— start Data extract —
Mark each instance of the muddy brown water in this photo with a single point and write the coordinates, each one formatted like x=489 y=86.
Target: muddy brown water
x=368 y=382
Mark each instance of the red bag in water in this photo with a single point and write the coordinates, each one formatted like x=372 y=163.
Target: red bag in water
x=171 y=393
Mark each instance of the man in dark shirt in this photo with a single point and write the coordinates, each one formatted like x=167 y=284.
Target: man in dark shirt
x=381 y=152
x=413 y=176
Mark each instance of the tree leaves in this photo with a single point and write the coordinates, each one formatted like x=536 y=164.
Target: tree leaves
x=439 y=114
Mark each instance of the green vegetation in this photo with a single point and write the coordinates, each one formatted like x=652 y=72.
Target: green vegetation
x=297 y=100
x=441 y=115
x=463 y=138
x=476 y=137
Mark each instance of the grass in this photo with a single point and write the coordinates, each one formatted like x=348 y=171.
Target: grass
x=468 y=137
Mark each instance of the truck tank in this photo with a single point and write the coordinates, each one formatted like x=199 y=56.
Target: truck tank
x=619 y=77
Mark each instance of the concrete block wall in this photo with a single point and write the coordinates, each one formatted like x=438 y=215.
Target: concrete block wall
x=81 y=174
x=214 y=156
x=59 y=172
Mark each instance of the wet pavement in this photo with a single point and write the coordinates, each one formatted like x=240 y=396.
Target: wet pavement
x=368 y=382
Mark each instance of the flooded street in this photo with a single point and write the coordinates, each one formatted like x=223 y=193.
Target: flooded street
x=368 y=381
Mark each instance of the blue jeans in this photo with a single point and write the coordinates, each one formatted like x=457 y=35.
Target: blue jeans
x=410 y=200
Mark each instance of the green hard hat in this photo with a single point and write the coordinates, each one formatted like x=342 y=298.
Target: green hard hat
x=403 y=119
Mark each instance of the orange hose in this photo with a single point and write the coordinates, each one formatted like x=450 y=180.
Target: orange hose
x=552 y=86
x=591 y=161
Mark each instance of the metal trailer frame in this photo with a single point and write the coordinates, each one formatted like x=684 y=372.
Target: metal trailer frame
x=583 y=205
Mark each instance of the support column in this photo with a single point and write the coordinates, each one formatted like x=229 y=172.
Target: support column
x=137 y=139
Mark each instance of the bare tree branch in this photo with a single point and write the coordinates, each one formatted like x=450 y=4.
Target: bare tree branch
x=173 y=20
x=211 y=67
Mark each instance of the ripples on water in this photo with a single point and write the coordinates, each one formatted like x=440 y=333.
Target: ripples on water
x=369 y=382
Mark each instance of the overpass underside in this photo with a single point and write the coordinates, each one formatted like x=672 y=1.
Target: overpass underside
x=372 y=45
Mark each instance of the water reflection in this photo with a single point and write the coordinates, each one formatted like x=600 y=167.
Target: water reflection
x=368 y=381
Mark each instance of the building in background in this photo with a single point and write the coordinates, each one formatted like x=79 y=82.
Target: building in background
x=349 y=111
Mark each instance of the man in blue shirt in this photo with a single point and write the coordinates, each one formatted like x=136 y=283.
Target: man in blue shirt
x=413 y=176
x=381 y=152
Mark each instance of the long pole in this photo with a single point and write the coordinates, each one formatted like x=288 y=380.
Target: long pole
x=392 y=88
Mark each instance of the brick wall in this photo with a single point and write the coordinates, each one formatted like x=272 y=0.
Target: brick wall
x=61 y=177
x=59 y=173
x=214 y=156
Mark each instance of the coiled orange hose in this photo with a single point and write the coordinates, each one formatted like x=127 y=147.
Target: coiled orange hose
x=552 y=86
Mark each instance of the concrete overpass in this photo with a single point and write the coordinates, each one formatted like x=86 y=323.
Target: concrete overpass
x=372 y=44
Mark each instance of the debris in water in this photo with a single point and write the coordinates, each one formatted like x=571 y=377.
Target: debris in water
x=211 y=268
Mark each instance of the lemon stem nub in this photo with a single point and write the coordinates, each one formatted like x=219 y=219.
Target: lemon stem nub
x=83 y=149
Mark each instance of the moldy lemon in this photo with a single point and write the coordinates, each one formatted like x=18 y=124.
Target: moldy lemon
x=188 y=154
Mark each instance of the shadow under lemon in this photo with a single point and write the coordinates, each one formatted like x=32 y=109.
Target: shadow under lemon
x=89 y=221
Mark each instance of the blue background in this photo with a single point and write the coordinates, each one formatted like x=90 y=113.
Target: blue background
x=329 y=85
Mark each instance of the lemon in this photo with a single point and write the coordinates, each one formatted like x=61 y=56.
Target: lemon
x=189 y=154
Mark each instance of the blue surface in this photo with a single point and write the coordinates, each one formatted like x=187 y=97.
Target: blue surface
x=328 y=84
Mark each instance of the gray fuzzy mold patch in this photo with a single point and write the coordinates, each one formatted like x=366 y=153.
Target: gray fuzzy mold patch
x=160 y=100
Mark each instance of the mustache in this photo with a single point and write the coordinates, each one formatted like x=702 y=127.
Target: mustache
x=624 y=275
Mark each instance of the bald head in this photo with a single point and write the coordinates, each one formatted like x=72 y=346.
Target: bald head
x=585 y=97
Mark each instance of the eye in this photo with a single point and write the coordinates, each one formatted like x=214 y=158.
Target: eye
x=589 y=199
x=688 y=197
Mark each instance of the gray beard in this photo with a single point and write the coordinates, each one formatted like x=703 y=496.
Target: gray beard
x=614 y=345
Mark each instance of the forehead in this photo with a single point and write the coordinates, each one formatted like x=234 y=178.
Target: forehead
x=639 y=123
— end Data extract —
## Written instruction
Copy out every item above word for word, with no changes.

## Response to the exercise
Mark each instance of the muddy brown water in this photo with a single point and write the coordinates, each one formatted like x=489 y=86.
Target: muddy brown water
x=368 y=382
Mark each instance of the red bag in water in this photo with a single point and write the coordinates, each one formatted like x=372 y=163.
Target: red bag in water
x=171 y=393
Mark each instance of the man in dark shirt in this photo with a single point and write the coordinates, each one formatted like x=167 y=284.
Target: man in dark shirt
x=381 y=152
x=413 y=176
Mark each instance of the tree leaves in this photo with a single point and write the coordinates, each one formatted like x=536 y=164.
Target: tree leaves
x=439 y=114
Mark each instance of the green vegetation in this photo with a single point and write the coordinates, each one formatted like x=652 y=72.
Target: green vegetation
x=297 y=100
x=441 y=115
x=463 y=138
x=476 y=137
Mark each instance of the grass in this photo with a single point and write the coordinates, each one formatted like x=348 y=171.
Target: grass
x=468 y=137
Mark each instance of the truck tank in this photo with a single point and write the coordinates, each one formatted like x=199 y=56.
Target: truck tank
x=619 y=77
Mark each instance of the concrete block wall in this photo with a single point and write the coordinates, each one formatted like x=438 y=215.
Target: concrete block wall
x=81 y=174
x=214 y=156
x=59 y=172
Mark each instance of the wet pavement in this photo with a single point and write the coordinates, each one formatted like x=240 y=396.
Target: wet pavement
x=368 y=382
Mark each instance of the flooded street in this photo with a single point and write the coordinates, each one formatted like x=223 y=193.
Target: flooded street
x=368 y=381
Mark each instance of the blue jeans in this photo with a single point and write the coordinates, each one formatted like x=457 y=35.
Target: blue jeans
x=410 y=200
Mark each instance of the green hard hat in this photo with a single point and write the coordinates, each one formatted like x=342 y=298.
Target: green hard hat
x=403 y=119
Mark each instance of the orange hose in this photo with a single point and write the coordinates, each one formatted like x=450 y=180.
Target: orange hose
x=552 y=86
x=591 y=161
Mark each instance of the metal trailer frame in this photo with a single point and write the coordinates, each one formatted like x=684 y=372.
Target: metal trailer frame
x=583 y=205
Mark each instance of the support column in this photo with a single point and write the coordinates, each one formatted like x=229 y=172.
Target: support column
x=137 y=139
Mark each instance of the bare tree branch in this photo with a single point and write the coordinates, each one formatted like x=450 y=4.
Target: bare tree branch
x=173 y=20
x=211 y=67
Mark each instance of the ripples on water in this photo with a single point and write the coordinates, each one formatted like x=440 y=333.
Target: ripples on water
x=369 y=382
Mark each instance of the overpass underside in this photo with a single point and write the coordinates, each one formatted like x=672 y=1.
Target: overpass underside
x=372 y=45
Mark each instance of the water reflection in this photo with a single point and write the coordinates, each one formatted like x=600 y=167.
Target: water reflection
x=368 y=381
Mark each instance of the building in background in this photo with a single point and write the coordinates, each one formatted like x=79 y=82.
Target: building in background
x=349 y=111
Mark each instance of the man in blue shirt in this photo with a single point and write the coordinates, each one formatted like x=136 y=283.
Target: man in blue shirt
x=413 y=176
x=381 y=152
Mark each instance of the long pole in this photo with a single point and write the coordinates, each one formatted like x=288 y=380.
Target: long pole
x=392 y=88
Mark each instance of the brick wall in this photo with a single point and write the coordinates, each one formatted like x=272 y=0.
Target: brick wall
x=61 y=177
x=59 y=173
x=214 y=156
Mark each instance of the coiled orange hose in this photo with a single point and write the coordinates, each one formatted like x=127 y=147.
Target: coiled orange hose
x=552 y=86
Mark each instance of the concrete overpass in this photo with a single point and write the coordinates, each one formatted like x=86 y=323.
Target: concrete overpass
x=372 y=44
Mark each instance of the debris in water in this photo with a single point and write the coordinates, each one formatted like x=571 y=377.
Target: debris in water
x=211 y=268
Mark each instance of the lemon stem nub in this photo with a single point and write the coordinates, each one formatted like x=219 y=219.
Target: lemon stem nub
x=83 y=149
Mark each instance of the moldy lemon in this photo with a single point and write the coordinates, each one formatted like x=18 y=124.
Target: moldy lemon
x=188 y=154
Mark each instance of the shadow under lemon in this photo with a single point and write the coordinates, each one formatted like x=32 y=109.
Target: shadow under lemon
x=89 y=221
Mark each instance of the blue background in this photo with a single point and write the coordinates, each one formatted like x=90 y=113.
Target: blue background
x=329 y=85
Mark each instance of the lemon in this photo with a single point and write the coordinates, each one formatted like x=61 y=56.
Target: lemon
x=189 y=154
Mark each instance of the blue surface in this photo with a single point and write the coordinates, each one formatted like x=187 y=97.
Target: blue surface
x=328 y=84
Mark each instance of the gray fuzzy mold patch in this photo with a single point and write the coordinates, each one formatted like x=366 y=153.
Target: gray fuzzy mold patch
x=160 y=100
Mark each instance of the mustache in this photo with a single point and write the coordinates, each one formatted like x=702 y=127.
Target: mustache
x=624 y=275
Mark each instance of the bald head in this photo with a single point and write the coordinates, each one formatted like x=72 y=346.
Target: bald head
x=585 y=97
Mark each instance of the eye in this photo with a single point and write the coordinates, each one formatted like x=214 y=158.
Target: eye
x=589 y=199
x=688 y=197
Mark each instance of the gray beard in this photo with a single point and write the coordinates, each one formatted like x=703 y=496.
Target: gray beard
x=614 y=345
Mark each instance of the forehead in this photo with a single point and write the coordinates, each one formatted like x=234 y=178.
Target: forehead
x=639 y=123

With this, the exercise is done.